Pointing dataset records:
*-*-*
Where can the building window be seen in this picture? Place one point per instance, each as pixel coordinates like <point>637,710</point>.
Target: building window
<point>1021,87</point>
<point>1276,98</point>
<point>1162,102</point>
*-*-*
Exercise:
Exactly as written, please output every entry.

The output:
Where can the building window be seen in this picture? Place one point per instance, each as pixel coordinates like <point>637,710</point>.
Target: building window
<point>1021,87</point>
<point>1276,98</point>
<point>1162,102</point>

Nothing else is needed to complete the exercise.